* start Records to process *

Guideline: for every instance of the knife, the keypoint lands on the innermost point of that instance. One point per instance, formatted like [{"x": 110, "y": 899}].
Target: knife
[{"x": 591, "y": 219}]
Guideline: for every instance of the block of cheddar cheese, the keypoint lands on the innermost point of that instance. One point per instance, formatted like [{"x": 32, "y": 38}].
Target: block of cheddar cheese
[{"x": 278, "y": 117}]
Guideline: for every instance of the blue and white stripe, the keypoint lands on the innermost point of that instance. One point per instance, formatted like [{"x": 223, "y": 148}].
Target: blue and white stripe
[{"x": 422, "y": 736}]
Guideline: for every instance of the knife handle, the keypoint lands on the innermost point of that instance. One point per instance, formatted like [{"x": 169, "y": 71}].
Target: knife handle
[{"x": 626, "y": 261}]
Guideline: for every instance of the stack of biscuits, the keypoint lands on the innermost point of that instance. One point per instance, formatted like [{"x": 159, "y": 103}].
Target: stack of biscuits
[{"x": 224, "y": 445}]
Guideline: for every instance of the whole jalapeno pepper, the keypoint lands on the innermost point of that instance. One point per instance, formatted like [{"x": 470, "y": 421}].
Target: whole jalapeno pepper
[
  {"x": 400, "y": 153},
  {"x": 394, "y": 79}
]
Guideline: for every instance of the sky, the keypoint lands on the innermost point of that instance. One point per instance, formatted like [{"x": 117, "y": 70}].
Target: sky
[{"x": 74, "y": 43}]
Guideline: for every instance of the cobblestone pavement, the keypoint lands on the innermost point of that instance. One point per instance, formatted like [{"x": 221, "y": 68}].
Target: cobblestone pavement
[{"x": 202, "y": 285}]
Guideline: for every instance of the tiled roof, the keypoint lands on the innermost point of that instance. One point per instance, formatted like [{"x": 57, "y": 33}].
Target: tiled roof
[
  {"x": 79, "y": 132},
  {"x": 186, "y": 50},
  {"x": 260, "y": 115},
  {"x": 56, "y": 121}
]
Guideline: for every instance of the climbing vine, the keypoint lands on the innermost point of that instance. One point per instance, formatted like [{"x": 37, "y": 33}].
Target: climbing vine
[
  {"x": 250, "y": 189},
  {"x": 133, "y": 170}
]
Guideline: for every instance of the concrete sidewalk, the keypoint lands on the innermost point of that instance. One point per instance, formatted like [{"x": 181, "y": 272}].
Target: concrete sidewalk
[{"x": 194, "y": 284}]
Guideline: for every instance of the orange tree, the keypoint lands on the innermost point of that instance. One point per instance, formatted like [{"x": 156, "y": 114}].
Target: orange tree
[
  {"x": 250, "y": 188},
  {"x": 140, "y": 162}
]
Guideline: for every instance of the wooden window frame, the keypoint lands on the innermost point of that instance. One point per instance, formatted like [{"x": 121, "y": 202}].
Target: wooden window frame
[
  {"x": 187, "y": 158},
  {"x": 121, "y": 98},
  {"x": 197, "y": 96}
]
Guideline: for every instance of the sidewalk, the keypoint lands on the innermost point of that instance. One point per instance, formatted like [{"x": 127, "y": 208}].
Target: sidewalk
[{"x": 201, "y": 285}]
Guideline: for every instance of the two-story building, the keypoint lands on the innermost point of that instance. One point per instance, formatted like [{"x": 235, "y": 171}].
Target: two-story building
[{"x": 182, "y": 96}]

* end Records to process *

Aim of the task.
Convert the data above into a JSON list of strings, with one string for each line and any blank lines left out.

In response.
[
  "Guideline: for every instance of the knife, the keypoint lands on the innermost point of that instance. One point per instance, formatted like [{\"x\": 110, \"y\": 899}].",
  "Target: knife",
  "[{\"x\": 591, \"y\": 219}]",
  "Guideline: for every instance of the block of cheddar cheese, the keypoint lands on the innermost point of that instance. One point per instance, formatted like [{\"x\": 32, \"y\": 38}].",
  "Target: block of cheddar cheese",
  "[{\"x\": 278, \"y\": 117}]",
  "Guideline: for every instance of the blue and white stripe, the keypoint lands on the innermost point of that instance. One point per instance, formatted like [{\"x\": 223, \"y\": 148}].",
  "Target: blue and white stripe",
  "[{\"x\": 422, \"y\": 736}]",
  "Guideline: for every instance of the knife handle, the keypoint lands on the innermost point of that instance. One point per instance, formatted like [{\"x\": 169, \"y\": 71}].",
  "Target: knife handle",
  "[{\"x\": 626, \"y\": 261}]",
  "Guideline: for every instance of the stack of biscuits, the keypoint lands on the innermost point of that instance. One point per instance, formatted like [{\"x\": 159, \"y\": 103}].",
  "Target: stack of biscuits",
  "[{\"x\": 224, \"y\": 445}]",
  "Guideline: for every instance of the whole jalapeno pepper, the keypoint lands on the innermost point of that instance. One point per instance, formatted like [{\"x\": 470, \"y\": 421}].",
  "Target: whole jalapeno pepper",
  "[",
  "  {\"x\": 400, \"y\": 153},",
  "  {\"x\": 394, \"y\": 79}",
  "]",
  "Guideline: for every instance of the sky, the keypoint lands on the innermost point of that instance. One point per instance, formatted like [{\"x\": 117, \"y\": 70}].",
  "Target: sky",
  "[{\"x\": 74, \"y\": 43}]",
  "Guideline: for every instance of the cobblestone pavement, the keypoint lands on the innermost point of that instance. One point per instance, formatted like [{\"x\": 221, \"y\": 68}].",
  "Target: cobblestone pavement",
  "[{\"x\": 202, \"y\": 285}]",
  "Guideline: for every instance of the tiled roof, the keypoint lands on the innermost point of that instance. One point per instance, formatted like [{\"x\": 57, \"y\": 33}].",
  "Target: tiled roof",
  "[",
  "  {\"x\": 79, \"y\": 132},",
  "  {\"x\": 186, \"y\": 50},",
  "  {\"x\": 260, \"y\": 115},",
  "  {\"x\": 56, \"y\": 121}",
  "]",
  "Guideline: for every instance of the climbing vine, the keypoint lands on the innermost point of that instance. One point per instance, formatted like [{\"x\": 37, \"y\": 33}].",
  "Target: climbing vine",
  "[",
  "  {\"x\": 250, \"y\": 189},",
  "  {\"x\": 133, \"y\": 170}",
  "]",
  "Guideline: for every instance of the concrete sidewalk, the keypoint lands on the innermost point of that instance. One point per instance, formatted like [{\"x\": 181, \"y\": 272}].",
  "Target: concrete sidewalk",
  "[{\"x\": 194, \"y\": 284}]",
  "Guideline: for every instance of the orange tree, the keypoint lands on the innermost point of that instance. One point per instance, formatted like [{\"x\": 156, \"y\": 114}].",
  "Target: orange tree",
  "[",
  "  {\"x\": 250, \"y\": 188},",
  "  {\"x\": 140, \"y\": 162}",
  "]",
  "Guideline: for every instance of the wooden window frame, the keypoint lands on the innermost point of that instance. One point per instance, formatted like [{\"x\": 121, \"y\": 202}].",
  "Target: wooden window frame",
  "[",
  "  {\"x\": 187, \"y\": 158},",
  "  {\"x\": 121, \"y\": 98},",
  "  {\"x\": 197, \"y\": 96}",
  "]",
  "Guideline: for every instance of the sidewalk, the keypoint lands on the innermost point of that instance. One point per instance, formatted like [{\"x\": 127, \"y\": 208}].",
  "Target: sidewalk",
  "[{\"x\": 201, \"y\": 285}]",
  "Guideline: for every instance of the two-story building, the keypoint lands on the innermost point of that instance. One point per instance, formatted like [{\"x\": 235, \"y\": 171}].",
  "Target: two-story building",
  "[{\"x\": 182, \"y\": 96}]"
]